Stated exercise: Copy the lines below from the one containing "Please trace the outline of every instance of the <item>front" through the one containing "M 121 73 L 100", changing "formatted sample" to "worked example" and keeping everything else the same; return only those lines.

Records provided:
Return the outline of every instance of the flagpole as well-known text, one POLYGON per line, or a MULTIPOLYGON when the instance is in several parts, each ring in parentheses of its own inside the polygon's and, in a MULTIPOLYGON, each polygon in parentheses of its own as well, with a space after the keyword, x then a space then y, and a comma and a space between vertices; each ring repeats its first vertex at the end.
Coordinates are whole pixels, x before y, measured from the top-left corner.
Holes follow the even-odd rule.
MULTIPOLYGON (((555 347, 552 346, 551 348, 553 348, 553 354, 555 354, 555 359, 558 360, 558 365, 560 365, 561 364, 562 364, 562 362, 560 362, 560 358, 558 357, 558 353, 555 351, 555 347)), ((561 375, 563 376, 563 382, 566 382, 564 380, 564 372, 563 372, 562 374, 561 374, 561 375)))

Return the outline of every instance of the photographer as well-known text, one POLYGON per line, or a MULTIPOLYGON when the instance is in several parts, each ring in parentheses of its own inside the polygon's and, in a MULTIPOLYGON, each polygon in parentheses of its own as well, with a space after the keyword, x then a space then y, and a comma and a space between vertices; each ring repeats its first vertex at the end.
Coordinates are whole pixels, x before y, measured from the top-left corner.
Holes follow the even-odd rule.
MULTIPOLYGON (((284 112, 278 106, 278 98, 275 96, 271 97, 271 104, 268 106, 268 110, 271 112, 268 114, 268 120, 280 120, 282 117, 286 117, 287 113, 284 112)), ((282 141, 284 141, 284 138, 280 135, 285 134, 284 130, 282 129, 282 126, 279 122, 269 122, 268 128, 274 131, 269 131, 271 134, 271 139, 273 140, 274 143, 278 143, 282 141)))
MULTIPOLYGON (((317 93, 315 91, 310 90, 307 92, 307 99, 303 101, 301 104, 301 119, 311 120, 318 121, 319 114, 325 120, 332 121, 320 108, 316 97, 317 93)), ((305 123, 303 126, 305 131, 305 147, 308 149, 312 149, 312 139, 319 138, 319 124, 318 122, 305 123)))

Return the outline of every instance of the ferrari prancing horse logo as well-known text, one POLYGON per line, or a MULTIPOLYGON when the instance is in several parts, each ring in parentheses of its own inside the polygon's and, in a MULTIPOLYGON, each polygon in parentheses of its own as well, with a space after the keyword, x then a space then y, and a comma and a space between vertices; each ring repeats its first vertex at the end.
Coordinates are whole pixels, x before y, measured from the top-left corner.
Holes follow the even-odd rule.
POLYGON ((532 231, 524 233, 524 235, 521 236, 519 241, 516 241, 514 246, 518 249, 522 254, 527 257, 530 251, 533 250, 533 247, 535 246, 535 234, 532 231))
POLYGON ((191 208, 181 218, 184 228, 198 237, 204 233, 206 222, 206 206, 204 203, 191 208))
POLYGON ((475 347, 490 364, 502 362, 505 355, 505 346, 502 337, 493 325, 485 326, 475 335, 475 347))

--

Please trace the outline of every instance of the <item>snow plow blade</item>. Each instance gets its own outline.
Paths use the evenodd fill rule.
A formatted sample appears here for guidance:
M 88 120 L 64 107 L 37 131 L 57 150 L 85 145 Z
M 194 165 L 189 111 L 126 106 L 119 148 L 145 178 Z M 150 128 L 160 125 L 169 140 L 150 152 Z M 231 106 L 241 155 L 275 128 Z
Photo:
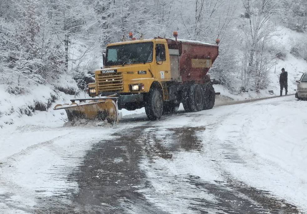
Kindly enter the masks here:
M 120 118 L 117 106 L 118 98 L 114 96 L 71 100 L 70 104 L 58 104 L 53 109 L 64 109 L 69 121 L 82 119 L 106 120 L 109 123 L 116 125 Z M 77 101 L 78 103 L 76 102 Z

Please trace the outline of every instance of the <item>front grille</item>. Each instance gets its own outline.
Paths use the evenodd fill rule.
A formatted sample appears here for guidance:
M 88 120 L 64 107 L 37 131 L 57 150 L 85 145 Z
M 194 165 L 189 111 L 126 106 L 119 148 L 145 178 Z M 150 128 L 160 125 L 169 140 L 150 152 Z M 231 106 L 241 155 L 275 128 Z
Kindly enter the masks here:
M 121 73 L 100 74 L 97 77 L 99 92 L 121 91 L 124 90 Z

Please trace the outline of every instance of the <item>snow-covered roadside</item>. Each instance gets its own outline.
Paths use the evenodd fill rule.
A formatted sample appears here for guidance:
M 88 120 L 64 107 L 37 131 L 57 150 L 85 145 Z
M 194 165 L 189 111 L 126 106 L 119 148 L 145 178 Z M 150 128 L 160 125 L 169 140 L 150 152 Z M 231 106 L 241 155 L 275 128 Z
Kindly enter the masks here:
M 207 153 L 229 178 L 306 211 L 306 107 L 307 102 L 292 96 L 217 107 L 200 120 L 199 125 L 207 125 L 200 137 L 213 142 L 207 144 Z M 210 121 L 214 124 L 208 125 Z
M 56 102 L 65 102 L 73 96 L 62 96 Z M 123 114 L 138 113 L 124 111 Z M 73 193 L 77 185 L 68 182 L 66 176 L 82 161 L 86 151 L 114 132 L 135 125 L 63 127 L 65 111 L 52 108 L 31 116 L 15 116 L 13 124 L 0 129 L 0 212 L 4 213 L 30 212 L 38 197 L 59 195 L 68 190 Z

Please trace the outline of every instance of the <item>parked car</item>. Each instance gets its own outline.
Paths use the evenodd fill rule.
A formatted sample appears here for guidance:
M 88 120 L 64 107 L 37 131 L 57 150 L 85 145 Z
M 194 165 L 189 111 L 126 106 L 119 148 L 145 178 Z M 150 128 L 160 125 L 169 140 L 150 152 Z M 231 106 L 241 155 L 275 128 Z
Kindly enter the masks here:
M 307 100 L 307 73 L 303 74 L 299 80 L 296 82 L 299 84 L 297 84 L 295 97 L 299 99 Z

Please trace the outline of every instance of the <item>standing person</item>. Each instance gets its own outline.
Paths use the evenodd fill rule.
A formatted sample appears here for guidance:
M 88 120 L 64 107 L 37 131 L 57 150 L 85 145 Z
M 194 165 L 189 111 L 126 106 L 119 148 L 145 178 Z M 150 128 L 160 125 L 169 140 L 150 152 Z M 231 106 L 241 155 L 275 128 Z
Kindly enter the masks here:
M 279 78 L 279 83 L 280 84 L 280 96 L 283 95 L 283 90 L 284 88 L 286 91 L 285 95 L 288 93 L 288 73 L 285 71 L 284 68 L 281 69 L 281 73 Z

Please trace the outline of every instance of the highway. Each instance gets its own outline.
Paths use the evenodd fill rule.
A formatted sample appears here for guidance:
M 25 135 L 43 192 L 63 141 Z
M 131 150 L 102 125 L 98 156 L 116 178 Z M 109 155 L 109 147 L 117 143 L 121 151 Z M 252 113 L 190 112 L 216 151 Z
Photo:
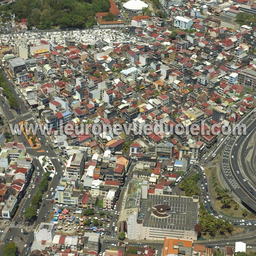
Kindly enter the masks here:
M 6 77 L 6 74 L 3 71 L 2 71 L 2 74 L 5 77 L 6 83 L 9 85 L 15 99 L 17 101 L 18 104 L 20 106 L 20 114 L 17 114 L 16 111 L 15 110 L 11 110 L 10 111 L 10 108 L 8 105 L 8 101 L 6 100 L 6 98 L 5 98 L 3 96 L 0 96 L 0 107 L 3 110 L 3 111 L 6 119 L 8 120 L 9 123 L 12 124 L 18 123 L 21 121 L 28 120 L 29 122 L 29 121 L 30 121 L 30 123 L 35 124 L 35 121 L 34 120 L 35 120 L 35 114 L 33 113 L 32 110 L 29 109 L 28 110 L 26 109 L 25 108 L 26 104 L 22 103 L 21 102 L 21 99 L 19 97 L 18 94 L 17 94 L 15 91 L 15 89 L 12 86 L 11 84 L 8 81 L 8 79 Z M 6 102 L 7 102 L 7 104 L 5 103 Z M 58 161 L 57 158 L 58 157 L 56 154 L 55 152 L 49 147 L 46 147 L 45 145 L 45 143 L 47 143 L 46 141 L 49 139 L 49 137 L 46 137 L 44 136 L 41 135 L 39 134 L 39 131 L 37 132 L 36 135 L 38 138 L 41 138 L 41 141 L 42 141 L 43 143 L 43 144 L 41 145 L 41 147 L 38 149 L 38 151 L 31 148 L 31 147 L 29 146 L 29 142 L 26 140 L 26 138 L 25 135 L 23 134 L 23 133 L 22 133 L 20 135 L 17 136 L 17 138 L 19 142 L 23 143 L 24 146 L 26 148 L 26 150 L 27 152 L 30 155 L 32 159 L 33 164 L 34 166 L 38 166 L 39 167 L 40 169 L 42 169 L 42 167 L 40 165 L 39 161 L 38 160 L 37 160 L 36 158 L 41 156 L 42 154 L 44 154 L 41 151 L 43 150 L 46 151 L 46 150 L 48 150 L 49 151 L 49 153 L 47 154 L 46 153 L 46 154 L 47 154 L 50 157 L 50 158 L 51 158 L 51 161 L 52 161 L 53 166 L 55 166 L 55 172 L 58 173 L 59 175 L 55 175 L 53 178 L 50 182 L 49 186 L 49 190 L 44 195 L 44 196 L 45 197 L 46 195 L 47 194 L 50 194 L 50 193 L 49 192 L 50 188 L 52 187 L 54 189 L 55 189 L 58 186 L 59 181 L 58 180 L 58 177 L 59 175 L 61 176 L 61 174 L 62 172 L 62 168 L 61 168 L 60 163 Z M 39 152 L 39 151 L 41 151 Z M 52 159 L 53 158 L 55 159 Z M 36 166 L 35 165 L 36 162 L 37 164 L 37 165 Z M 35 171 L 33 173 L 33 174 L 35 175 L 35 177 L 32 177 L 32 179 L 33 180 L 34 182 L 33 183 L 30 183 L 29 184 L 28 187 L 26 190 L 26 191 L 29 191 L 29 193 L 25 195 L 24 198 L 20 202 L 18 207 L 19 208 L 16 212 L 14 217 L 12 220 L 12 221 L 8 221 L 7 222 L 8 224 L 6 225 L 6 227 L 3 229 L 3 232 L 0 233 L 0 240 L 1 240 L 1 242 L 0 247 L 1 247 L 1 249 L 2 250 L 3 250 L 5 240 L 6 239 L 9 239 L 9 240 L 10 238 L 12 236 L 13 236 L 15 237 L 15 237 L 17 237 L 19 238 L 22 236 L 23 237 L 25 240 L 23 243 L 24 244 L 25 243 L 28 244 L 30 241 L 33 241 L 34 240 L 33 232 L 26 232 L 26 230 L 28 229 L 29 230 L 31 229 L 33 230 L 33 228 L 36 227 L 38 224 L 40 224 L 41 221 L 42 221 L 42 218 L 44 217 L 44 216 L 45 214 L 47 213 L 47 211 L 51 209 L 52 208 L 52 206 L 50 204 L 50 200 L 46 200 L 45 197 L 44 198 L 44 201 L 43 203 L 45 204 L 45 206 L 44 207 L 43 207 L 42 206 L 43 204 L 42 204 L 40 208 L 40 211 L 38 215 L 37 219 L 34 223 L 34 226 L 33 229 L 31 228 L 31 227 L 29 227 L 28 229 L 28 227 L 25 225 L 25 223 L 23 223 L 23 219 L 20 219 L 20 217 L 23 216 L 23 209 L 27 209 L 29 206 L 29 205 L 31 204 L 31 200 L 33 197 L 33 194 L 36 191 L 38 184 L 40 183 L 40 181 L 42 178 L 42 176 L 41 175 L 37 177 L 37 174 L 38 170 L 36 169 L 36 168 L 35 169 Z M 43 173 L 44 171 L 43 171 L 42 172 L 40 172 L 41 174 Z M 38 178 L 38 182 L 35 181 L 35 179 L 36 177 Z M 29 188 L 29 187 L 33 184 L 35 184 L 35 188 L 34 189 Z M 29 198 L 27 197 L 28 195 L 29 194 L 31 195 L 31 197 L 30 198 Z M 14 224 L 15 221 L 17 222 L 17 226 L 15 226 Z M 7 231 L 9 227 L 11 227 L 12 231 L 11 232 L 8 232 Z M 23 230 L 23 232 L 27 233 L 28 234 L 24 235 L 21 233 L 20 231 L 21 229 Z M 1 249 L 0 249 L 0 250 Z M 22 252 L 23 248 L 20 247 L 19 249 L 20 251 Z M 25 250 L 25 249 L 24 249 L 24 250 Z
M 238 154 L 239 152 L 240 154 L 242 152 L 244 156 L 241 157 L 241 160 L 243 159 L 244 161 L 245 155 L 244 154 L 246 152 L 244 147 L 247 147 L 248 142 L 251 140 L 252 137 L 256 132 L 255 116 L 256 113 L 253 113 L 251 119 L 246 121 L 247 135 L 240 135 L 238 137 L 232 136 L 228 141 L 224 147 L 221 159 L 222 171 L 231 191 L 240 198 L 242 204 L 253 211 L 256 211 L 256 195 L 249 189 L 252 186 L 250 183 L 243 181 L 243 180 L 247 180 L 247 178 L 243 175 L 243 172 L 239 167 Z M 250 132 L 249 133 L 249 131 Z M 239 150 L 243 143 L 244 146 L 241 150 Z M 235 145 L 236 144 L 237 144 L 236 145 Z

--

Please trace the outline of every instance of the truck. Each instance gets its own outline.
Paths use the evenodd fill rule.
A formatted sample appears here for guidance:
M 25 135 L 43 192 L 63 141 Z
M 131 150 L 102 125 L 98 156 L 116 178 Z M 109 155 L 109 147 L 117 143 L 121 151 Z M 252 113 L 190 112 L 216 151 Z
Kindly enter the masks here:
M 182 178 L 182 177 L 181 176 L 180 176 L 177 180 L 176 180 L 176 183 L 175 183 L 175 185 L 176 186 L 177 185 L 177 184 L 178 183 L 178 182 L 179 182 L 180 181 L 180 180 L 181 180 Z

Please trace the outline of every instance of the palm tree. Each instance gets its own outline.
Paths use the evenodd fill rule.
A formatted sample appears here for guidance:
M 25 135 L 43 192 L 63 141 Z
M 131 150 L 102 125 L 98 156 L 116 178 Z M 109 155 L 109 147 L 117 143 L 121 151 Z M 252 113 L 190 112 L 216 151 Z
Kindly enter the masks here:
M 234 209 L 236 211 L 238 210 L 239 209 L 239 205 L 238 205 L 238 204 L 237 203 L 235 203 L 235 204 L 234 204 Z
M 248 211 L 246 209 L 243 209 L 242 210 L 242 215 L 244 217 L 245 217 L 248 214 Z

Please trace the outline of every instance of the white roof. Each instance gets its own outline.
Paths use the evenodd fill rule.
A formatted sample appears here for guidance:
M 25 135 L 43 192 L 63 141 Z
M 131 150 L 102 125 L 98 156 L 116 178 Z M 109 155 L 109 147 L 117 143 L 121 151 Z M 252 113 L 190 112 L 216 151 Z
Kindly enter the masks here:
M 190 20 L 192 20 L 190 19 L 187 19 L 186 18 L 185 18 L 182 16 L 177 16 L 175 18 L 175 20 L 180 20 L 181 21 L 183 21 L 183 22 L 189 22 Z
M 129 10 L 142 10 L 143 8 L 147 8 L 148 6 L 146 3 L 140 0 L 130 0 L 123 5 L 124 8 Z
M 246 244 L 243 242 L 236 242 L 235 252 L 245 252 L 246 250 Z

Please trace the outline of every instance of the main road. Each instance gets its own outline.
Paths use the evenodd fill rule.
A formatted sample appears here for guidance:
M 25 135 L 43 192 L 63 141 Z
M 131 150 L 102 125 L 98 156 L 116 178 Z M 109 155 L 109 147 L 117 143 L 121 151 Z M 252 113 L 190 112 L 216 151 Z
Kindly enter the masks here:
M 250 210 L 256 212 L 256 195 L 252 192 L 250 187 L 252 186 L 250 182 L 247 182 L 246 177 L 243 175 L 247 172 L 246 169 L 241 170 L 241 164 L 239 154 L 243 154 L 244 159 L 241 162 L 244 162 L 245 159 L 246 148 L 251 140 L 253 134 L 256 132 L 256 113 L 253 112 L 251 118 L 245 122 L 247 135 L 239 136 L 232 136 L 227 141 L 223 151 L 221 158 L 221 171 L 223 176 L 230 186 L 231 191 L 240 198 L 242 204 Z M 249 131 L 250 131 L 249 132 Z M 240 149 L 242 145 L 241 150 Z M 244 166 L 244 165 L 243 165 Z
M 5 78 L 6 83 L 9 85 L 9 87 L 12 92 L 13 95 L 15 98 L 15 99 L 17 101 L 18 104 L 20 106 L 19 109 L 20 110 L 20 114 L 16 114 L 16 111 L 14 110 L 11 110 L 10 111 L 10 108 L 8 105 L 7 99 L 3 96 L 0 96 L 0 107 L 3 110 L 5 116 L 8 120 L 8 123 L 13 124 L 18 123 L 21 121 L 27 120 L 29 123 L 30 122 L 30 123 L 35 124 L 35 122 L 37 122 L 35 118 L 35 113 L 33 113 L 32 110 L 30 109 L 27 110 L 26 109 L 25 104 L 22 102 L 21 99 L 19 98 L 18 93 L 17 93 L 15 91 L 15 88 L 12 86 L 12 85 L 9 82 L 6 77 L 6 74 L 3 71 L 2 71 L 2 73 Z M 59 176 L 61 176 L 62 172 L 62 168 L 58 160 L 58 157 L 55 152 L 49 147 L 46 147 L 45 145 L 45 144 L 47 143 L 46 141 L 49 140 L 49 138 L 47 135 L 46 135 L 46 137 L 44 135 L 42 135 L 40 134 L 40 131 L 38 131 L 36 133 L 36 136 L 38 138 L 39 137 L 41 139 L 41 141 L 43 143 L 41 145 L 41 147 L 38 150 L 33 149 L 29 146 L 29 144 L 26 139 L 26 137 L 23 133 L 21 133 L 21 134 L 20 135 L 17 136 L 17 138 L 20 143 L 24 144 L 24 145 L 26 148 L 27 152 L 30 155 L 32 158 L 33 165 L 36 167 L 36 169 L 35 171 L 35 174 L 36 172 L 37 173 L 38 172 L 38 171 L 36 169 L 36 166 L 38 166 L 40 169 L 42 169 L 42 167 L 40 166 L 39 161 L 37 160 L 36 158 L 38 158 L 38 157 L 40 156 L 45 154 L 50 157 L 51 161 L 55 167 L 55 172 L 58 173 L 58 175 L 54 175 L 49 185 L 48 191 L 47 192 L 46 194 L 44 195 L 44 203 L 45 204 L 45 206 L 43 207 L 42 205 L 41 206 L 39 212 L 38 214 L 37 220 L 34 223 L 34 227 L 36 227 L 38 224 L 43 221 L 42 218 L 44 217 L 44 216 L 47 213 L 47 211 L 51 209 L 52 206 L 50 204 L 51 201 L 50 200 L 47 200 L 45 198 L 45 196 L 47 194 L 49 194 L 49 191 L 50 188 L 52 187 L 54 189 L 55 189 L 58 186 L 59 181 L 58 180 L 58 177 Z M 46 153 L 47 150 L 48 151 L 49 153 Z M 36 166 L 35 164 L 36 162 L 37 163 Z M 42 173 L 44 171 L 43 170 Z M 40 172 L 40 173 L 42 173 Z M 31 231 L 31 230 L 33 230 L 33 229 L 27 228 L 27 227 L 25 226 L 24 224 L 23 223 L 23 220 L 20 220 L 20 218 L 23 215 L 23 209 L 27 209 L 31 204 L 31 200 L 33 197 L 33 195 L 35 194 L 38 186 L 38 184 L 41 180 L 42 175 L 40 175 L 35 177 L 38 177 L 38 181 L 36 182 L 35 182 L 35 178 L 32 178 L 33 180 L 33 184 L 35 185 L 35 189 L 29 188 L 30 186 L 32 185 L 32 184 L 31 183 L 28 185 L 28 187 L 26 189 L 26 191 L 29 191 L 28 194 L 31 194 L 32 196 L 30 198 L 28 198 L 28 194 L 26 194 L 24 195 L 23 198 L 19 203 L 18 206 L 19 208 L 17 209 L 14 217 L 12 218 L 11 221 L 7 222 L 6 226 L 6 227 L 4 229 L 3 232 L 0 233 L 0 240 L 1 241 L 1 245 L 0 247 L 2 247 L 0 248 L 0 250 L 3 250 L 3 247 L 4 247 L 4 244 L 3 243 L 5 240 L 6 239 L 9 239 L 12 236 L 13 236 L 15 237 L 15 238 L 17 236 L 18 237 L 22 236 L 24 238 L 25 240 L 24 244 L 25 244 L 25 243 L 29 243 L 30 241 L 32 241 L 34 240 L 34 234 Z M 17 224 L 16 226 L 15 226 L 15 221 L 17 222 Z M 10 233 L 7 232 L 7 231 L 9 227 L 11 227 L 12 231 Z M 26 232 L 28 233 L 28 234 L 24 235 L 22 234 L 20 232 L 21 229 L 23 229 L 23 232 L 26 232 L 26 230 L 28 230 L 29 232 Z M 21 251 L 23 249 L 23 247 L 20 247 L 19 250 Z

Answer for this exercise:
Please trace the outline of every instance of the <item>front grille</item>. Each instance gets its own outline.
Paths use the evenodd fill rule.
A worked example appears here for guidance:
M 88 120 L 64 107 L 37 131 L 57 150 L 85 145 Z
M 194 165 L 189 111 L 126 106 L 119 148 L 145 178 Z M 150 128 L 160 125 L 169 140 L 150 152 Z M 231 106 L 241 155 L 275 128 Z
Kindly enter the masks here:
M 121 73 L 100 74 L 97 77 L 99 92 L 121 91 L 124 90 Z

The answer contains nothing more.